> TASKS FOR THIS EXERCISE
a) Name every person whose spoken or written words are directly quoted in the article about Hamilton's hopes for an NHL team.
b) Resume the article about Hamilton's hopes for an NHL team, starting after its last sentence.

> READING TEXT
Can Hamilton steal one?

JOE WARMINGTON, SUN MEDIA

, Last Updated: 9:11 AM ET

HAMILTON -- They can just taste it.

And who knows, perhaps a GO Train Stanley Cup playoff series for the ages will be the result.

Imagine that rivalry! We already know the tension between the Argos and Ticats. Can you imagine the Toronto Maple Leafs coming into town to face the Hamilton Coyotes in front of a packed house at Copps Coliseum?

For a hockey fan, what a dream!

It's Jim Balsillie's dream. And it's Hamilton's, too. When you have a hockey fan with the bucks and brains of the Research In Motion co-CEO, it could very well be one that will come true.

The BlackBerry boss says his MakeItSeven.ca website has almost 100,000 people registered in support.

"We appreciate their overwhelming support and their desire to see a seventh National Hockey League team in Canada," Balsillie said in a statement. "At the end of the day, this is about the passion Canadians feel for the game of hockey and a chance to provide those Canadian fans with the opportunity to support a seventh NHL team. Right now, the fans are signalling their enthusiasm in big numbers."

ECONOMIC WOES

And The Hammer is bracing itself.

It has been a long few years of economic woe, so needless to say, this is the kind of news a place could use.

"There is a buzz here," Hamilton Mayor Fred Eisenberger told reporters.

Everybody is wondering, will it happen?

Some tough business titans, and perhaps the courts, will decide, but there's no question people here are psyched -- nobody more so than Jas Dhillon of the Superstar sportswear shop in the Jackson Square Mall who sells lots of the American Hockey League's Hamilton Bulldog sweaters, but can't imagine how many Hamilton Coyotes sweaters he'd move.

He'd love to find out. And lots of fans would love to buy one from him.

"It would be so great to be able to go to a game here instead of having to always go to Toronto," said Blue Lawrence, 14.

(Items stored in a collection)
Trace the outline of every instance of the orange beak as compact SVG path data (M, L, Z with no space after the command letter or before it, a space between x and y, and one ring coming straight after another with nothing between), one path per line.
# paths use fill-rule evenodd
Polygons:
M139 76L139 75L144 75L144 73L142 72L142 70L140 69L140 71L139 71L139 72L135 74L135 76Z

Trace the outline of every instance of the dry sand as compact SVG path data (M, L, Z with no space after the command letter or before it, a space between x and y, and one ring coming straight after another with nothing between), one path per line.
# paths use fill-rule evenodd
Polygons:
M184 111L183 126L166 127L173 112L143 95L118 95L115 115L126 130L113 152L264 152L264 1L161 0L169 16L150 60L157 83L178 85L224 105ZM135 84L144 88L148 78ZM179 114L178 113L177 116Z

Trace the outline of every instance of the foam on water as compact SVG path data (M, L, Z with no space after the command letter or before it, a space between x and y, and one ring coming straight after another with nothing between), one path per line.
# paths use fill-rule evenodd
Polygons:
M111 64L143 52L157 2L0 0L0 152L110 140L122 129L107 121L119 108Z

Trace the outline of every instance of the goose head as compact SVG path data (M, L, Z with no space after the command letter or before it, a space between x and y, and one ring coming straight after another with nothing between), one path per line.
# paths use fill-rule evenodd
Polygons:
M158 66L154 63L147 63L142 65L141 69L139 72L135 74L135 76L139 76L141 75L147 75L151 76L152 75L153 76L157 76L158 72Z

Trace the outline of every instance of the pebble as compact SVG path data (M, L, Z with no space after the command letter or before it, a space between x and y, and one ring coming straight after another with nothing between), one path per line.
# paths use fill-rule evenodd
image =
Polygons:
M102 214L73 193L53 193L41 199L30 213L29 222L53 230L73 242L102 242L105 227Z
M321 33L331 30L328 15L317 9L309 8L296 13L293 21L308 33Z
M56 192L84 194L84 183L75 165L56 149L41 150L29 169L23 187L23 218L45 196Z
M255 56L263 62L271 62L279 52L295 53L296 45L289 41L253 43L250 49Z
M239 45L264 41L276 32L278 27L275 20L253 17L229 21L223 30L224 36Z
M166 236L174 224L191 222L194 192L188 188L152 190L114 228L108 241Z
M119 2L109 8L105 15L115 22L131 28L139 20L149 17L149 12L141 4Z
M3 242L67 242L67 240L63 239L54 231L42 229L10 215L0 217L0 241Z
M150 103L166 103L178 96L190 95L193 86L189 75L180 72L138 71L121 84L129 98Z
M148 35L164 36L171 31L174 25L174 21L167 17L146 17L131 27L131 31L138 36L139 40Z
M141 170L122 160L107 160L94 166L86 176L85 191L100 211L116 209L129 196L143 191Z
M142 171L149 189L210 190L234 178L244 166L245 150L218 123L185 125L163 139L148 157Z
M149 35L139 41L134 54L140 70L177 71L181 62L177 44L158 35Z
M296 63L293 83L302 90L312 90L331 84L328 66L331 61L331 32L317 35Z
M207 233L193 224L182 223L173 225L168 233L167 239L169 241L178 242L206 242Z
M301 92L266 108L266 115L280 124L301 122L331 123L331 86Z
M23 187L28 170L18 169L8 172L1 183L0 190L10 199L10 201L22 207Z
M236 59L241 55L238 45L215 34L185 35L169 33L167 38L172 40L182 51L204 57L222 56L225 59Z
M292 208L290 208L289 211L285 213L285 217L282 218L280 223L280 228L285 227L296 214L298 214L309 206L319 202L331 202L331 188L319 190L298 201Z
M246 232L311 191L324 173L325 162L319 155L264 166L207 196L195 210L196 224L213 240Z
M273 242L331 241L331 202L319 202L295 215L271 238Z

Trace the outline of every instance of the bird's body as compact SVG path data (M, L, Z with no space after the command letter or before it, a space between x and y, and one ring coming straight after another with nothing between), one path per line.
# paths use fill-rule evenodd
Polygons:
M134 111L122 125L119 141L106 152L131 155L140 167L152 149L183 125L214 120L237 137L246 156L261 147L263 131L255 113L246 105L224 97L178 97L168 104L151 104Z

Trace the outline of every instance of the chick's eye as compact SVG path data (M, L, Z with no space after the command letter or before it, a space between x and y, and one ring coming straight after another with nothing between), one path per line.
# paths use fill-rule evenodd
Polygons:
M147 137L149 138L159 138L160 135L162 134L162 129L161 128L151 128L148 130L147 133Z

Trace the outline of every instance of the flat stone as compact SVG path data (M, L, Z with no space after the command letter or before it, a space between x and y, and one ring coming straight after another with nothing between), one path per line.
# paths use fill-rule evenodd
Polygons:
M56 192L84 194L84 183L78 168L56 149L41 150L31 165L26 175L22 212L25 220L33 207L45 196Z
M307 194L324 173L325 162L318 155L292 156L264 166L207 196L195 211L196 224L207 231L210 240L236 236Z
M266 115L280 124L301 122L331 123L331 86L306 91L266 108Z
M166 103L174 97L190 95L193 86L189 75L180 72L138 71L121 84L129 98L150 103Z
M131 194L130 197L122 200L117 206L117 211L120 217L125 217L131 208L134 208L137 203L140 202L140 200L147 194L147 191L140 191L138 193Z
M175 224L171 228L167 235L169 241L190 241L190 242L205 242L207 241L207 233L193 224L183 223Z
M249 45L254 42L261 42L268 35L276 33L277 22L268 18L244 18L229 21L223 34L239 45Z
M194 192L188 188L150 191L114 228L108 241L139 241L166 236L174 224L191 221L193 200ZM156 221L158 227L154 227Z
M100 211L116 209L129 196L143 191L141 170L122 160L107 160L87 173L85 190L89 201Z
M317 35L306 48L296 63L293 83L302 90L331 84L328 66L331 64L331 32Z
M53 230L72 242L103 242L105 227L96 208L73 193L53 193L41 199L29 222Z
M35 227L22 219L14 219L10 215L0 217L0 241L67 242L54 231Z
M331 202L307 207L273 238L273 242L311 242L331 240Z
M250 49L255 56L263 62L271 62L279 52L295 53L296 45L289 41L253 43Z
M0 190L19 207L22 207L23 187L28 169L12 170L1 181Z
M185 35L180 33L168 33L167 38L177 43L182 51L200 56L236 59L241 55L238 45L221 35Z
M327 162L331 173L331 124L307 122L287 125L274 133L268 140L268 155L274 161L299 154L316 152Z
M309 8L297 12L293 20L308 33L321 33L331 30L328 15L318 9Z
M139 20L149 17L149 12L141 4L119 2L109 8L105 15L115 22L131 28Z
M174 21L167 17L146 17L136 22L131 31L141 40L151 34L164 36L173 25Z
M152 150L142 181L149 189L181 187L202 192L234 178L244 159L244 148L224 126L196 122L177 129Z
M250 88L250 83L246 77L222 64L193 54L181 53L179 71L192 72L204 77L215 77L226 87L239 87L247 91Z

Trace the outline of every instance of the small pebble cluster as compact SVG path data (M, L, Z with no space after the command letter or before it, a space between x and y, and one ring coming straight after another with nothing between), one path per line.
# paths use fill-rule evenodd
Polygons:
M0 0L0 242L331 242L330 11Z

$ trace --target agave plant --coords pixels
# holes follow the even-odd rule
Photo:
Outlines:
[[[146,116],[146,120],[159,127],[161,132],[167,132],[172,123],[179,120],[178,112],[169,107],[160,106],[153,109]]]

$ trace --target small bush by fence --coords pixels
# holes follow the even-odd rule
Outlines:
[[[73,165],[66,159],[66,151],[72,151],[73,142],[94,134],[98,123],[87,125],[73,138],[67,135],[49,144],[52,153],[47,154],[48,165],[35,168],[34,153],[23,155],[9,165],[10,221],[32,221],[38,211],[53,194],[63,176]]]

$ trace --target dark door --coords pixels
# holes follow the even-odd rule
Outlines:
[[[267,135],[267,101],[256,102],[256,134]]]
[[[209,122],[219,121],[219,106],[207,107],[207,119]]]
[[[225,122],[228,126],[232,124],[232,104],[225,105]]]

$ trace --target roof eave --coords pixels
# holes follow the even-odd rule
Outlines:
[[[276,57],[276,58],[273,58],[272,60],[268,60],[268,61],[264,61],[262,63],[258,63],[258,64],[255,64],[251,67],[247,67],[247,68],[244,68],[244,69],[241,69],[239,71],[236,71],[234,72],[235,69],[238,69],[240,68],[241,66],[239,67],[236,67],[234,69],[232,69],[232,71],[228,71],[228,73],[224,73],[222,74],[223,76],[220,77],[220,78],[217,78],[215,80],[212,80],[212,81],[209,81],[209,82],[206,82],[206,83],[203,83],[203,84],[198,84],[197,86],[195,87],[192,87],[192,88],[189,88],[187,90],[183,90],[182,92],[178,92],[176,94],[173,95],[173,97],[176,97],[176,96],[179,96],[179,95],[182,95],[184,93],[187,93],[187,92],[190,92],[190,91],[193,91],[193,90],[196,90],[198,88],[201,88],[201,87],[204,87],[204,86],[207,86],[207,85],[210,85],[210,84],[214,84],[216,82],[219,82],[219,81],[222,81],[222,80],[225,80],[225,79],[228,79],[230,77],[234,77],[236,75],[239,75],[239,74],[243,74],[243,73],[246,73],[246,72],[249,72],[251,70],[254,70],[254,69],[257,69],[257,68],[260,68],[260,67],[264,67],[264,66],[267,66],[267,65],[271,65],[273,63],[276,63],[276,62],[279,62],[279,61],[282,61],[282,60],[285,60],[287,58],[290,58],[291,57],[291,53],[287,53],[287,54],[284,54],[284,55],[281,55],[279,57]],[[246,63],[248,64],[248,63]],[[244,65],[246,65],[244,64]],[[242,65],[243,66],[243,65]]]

> FINAL ANSWERS
a) Jim Balsillie, Fred Eisenberger, Blue Lawrence

b)
Same goes for her 12-year-old brother, Brighton Liddell, who says, "I would love it for sure."

Their dad, Lorne Liddell, said he'd sure love to be able to take them.

"Every game would be a sellout," said Liddell, who's still skeptical it'll happen, but added that it "would be wonderful" if it did.

It's hard to find people who don't like the idea. Even Canada's most famous hockey dad, Walter Gretzky, can envision grabbing his pal Butch Steele and coming the short trip down the road from Brantford for some games -- just like they do for many of the Leafs games at the Air Canada Centre.

"It would be stunning," he said, adding that although he "heard" his legendary son, Wayne, has said he wouldn't be part of it, "I haven't talked to him about it so I don't know."

He said he stays out of the business side of hockey, but admits from a pure fan point of view "it sure would be nice" to have a new team in southern Ontario "because if people want to go to Toronto to a game, they just can't get tickets."

Ultimate insider Wayne is in a tough spot on this one, but I suspect as an Ontarian he could be talked into being part of it, if there was ever a way for Balsillie and NHL commissioner Gary Bettman to amicably settle this feud for the good of hockey.

Wayne already knows what a good hockey town it is since Copps Coliseum played host to a famous game in 1987 when he fed a sweet pass to Mario Lemieux who scored to lift Canada past the then Soviet Union to win the Canada Cup.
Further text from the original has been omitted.